═══ Data

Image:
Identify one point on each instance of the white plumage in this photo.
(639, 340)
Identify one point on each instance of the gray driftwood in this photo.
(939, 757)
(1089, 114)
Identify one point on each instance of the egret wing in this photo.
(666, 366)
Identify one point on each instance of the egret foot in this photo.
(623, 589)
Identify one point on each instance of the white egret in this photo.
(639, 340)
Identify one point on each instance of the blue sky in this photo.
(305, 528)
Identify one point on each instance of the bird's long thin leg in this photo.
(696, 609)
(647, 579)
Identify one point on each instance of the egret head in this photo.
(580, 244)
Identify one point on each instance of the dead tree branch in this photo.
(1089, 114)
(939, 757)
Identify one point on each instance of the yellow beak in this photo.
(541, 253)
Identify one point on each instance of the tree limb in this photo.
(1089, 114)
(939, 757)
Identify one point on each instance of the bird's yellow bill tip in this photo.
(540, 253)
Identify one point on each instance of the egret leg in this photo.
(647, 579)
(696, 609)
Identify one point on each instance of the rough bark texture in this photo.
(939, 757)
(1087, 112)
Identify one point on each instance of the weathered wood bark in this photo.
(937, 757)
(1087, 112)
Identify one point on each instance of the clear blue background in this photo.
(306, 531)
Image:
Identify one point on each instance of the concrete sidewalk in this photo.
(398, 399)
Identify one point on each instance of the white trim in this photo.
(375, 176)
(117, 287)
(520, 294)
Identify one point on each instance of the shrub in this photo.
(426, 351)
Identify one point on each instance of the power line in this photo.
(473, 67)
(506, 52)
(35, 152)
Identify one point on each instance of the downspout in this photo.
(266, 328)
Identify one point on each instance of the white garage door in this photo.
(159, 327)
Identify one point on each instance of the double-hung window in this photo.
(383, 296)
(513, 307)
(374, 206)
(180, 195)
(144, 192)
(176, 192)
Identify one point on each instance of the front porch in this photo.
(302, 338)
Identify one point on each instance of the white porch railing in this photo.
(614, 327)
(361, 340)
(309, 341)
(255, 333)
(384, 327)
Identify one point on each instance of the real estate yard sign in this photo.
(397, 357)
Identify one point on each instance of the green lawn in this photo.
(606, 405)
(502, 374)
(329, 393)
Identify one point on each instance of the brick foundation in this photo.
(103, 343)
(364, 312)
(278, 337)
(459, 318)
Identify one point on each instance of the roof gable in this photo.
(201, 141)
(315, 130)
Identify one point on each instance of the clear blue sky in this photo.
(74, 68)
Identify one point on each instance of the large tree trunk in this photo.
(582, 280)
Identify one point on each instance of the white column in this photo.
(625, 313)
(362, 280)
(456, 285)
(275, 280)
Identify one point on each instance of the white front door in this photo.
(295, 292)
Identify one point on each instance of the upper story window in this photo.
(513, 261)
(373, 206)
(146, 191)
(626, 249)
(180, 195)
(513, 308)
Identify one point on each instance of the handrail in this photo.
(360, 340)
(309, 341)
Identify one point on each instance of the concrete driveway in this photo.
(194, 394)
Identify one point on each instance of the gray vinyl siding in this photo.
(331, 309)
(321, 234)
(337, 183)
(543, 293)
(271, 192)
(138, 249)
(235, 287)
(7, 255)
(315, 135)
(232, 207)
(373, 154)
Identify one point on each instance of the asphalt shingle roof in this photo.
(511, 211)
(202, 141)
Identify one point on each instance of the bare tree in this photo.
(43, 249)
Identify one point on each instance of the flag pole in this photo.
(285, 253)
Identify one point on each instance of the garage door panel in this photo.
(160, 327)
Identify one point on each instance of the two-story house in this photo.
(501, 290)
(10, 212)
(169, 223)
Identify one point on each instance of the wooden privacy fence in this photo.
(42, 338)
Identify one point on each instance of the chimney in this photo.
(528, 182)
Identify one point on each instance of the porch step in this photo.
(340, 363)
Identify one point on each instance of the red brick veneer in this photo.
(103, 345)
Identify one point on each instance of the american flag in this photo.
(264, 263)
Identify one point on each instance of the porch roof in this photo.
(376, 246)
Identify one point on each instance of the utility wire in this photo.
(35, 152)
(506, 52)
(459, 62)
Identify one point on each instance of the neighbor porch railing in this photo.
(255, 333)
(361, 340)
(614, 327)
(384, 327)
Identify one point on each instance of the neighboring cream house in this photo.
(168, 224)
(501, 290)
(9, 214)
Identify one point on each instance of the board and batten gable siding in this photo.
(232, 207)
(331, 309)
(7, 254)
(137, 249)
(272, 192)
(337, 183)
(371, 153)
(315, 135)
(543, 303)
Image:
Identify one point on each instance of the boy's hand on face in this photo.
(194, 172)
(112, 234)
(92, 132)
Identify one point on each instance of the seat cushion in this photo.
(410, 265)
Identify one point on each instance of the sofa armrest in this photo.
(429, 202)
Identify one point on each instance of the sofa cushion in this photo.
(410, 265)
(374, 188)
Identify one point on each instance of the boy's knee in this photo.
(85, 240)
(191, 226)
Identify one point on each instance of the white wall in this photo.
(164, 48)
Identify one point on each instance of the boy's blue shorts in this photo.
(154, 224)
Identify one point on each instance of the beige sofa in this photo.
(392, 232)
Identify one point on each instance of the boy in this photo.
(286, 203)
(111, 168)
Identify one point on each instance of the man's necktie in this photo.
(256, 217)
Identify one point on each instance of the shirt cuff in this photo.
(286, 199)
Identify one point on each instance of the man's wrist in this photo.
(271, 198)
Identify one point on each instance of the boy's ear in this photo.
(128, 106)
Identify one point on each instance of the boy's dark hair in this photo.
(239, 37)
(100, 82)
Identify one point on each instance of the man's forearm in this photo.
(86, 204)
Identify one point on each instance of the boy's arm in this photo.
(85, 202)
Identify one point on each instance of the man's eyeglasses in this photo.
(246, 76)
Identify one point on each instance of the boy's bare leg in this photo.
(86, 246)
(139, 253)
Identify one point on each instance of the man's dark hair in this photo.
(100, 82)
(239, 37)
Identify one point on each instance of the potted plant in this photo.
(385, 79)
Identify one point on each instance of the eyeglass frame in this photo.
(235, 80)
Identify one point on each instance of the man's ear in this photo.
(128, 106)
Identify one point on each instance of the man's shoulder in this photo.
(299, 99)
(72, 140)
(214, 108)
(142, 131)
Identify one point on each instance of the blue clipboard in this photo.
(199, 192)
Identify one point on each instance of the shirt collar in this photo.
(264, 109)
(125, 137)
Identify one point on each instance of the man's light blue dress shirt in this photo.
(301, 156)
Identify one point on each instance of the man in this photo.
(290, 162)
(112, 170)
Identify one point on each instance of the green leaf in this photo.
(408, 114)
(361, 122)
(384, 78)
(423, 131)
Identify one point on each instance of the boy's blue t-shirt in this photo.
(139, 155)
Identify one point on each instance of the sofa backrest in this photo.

══════

> [Exercise description]: Your job is to reproduce the data in full, with every line intact.

> [Answer to this problem]:
Image:
Identify one point on each instance of the white plumage in this photo.
(639, 340)
Identify one point on each instance of the gray driftwood in this photo.
(939, 757)
(1089, 114)
Identify one point on each instance of the egret wing in this photo.
(666, 366)
Identify one point on each instance of the egret foot in this photo.
(623, 589)
Identify one point on each instance of the white egret in this photo.
(639, 340)
Identify one point on each instance of the blue sky in this photo.
(305, 528)
Identify one point on each instance of the bird's long thin leg in this photo.
(696, 609)
(647, 579)
Identify one point on each instance of the egret head in this photo.
(580, 244)
Identify one point on each instance of the dead tree branch in this photo.
(1089, 114)
(939, 757)
Identify one point on each instance of the yellow beak in this photo.
(541, 253)
Identify one point on each instance of the tree limb in this photo.
(1089, 114)
(939, 757)
Identify one point on each instance of the bird's yellow bill tip in this photo.
(540, 253)
Identify one point on each instance of the egret leg in this photo.
(647, 579)
(696, 609)
Identify one point on each instance of the rough bark texture in this photo.
(939, 757)
(1087, 112)
Identify one point on each instance of the weathered wood bark in this photo.
(937, 757)
(1087, 112)
Identify one point on each instance of the clear blue background in this photo.
(306, 531)
Image:
Identify one point on each instance of the concrete sidewalk in this photo.
(398, 399)
Identify one point on each instance of the white trim in this photo.
(375, 176)
(117, 287)
(520, 294)
Identify one point on each instance of the shrub in this photo.
(426, 351)
Identify one point on each instance of the power line in this photo.
(473, 67)
(506, 52)
(35, 152)
Identify one point on each instance of the downspout in this photo.
(266, 328)
Identify one point on each instance of the white garage door in this photo.
(159, 327)
Identify one point on each instance of the double-hung window in this photo.
(383, 296)
(513, 307)
(374, 206)
(180, 195)
(144, 192)
(176, 192)
Identify one point on each instance of the front porch in this photo.
(302, 338)
Identify one point on each instance of the white porch railing in this photo.
(614, 327)
(361, 340)
(309, 341)
(255, 333)
(384, 327)
Identify one point on each instance of the real estate yard sign in this photo.
(397, 357)
Identify one point on each instance of the green lawn in this photo.
(606, 405)
(502, 374)
(329, 393)
Identify one point on each instance of the brick foundation in this photo.
(103, 343)
(364, 312)
(278, 337)
(459, 318)
Identify one point on each instance of the roof gable in this photo.
(201, 141)
(315, 130)
Identify one point on each instance of the clear blue sky in this photo.
(74, 68)
Identify one point on each instance of the large tree trunk in this photo.
(582, 280)
Identify one point on each instance of the white column in this photo.
(625, 313)
(362, 280)
(456, 285)
(275, 280)
Identify one point on each instance of the white front door in this photo.
(295, 292)
Identify one point on each instance of the upper story window in this photo.
(513, 261)
(373, 206)
(146, 191)
(626, 249)
(180, 195)
(513, 308)
Identify one point on each instance of the handrail in this photo.
(360, 340)
(309, 341)
Identify one point on each instance of the concrete driveway in this photo.
(194, 394)
Identify one point on each instance of the gray vinyl siding in this photo.
(331, 309)
(321, 234)
(337, 183)
(543, 293)
(271, 192)
(138, 249)
(235, 287)
(7, 255)
(315, 135)
(232, 207)
(373, 154)
Identify one point on each instance of the asphalt shingle roof in this photo.
(511, 211)
(202, 141)
Identify one point on each instance of the bare tree in this photo.
(43, 249)
Identify one point on each instance of the flag pole in this photo.
(285, 253)
Identify one point on each instance of the garage door panel in this photo.
(160, 327)
Identify one point on each instance of the two-story house in this photo.
(501, 290)
(10, 212)
(169, 223)
Identify one point on each instance of the wooden privacy fence in this photo.
(42, 338)
Identify one point on each instance of the chimney in this photo.
(528, 182)
Identify one point on each instance of the porch step in this photo.
(340, 363)
Identify one point on each instance of the red brick veneer in this photo.
(103, 345)
Identify one point on each instance of the american flag in this photo.
(264, 263)
Identify one point on each instance of the porch roof in this photo.
(376, 246)
Identify one point on each instance of the utility wire in this photo.
(35, 152)
(506, 52)
(459, 62)
Identify one point on each instance of the neighbor porch railing in this photo.
(255, 333)
(361, 340)
(614, 327)
(384, 327)
Identify one point on each instance of the neighboring cream house in this photo.
(168, 224)
(501, 290)
(9, 214)
Identify one point on each instance of the board and batten gable siding in this photo.
(232, 207)
(331, 309)
(7, 254)
(137, 249)
(272, 192)
(337, 183)
(371, 153)
(315, 135)
(543, 303)
Image:
Identify one point on each instance of the boy's hand on face in this photo.
(194, 172)
(112, 234)
(92, 132)
Identify one point on each instance of the seat cushion in this photo.
(410, 265)
Identify one point on each instance of the sofa armrest in this photo.
(429, 202)
Identify one point on each instance of the sofa cushion in this photo.
(410, 265)
(374, 188)
Identify one point on each instance of the boy's knee in this photo.
(85, 240)
(191, 226)
Identify one point on each instance of the white wall in this photo.
(164, 48)
Identify one point on each instance of the boy's blue shorts in this photo.
(154, 224)
Identify one point on each instance of the beige sofa in this photo.
(392, 232)
Identify one point on each instance of the boy in this photo.
(286, 203)
(111, 168)
Identify one point on each instance of the man's necktie in this photo.
(256, 217)
Identify one point on each instance of the shirt cuff in this photo.
(286, 199)
Identify one point on each instance of the man's wrist in this photo.
(271, 198)
Identify one point on each instance of the boy's ear in this photo.
(128, 106)
Identify one point on each instance of the boy's dark hair in this photo.
(239, 37)
(100, 82)
Identify one point on each instance of the man's forearm in this photo.
(86, 204)
Identify one point on each instance of the boy's arm in this photo.
(85, 202)
Identify one point on each instance of the man's eyeglasses in this photo.
(246, 76)
Identify one point on each instance of the boy's bare leg in this photo.
(86, 246)
(139, 253)
Identify one point on each instance of the man's dark hair in this photo.
(100, 82)
(239, 37)
Identify one point on each instance of the potted plant in this photo.
(385, 79)
Identify one point on each instance of the eyeglass frame in this photo.
(235, 80)
Identify one point on each instance of the man's ear in this photo.
(128, 106)
Identify one point on each instance of the man's shoulder in this photo.
(299, 99)
(72, 140)
(214, 108)
(142, 131)
Identify one point on each instance of the blue clipboard in this photo.
(199, 192)
Identify one point on each instance of the shirt collar in this photo.
(264, 109)
(125, 137)
Identify one point on each instance of the man's light blue dress shirt in this photo.
(301, 156)
Identify one point on each instance of the man in this photo.
(290, 162)
(112, 170)
Identify one point on each instance of the green leaf in this photo.
(408, 114)
(361, 122)
(384, 78)
(423, 131)
Identify one point on each instance of the boy's blue t-shirt in this photo.
(139, 155)
Identify one point on each instance of the sofa backrest in this photo.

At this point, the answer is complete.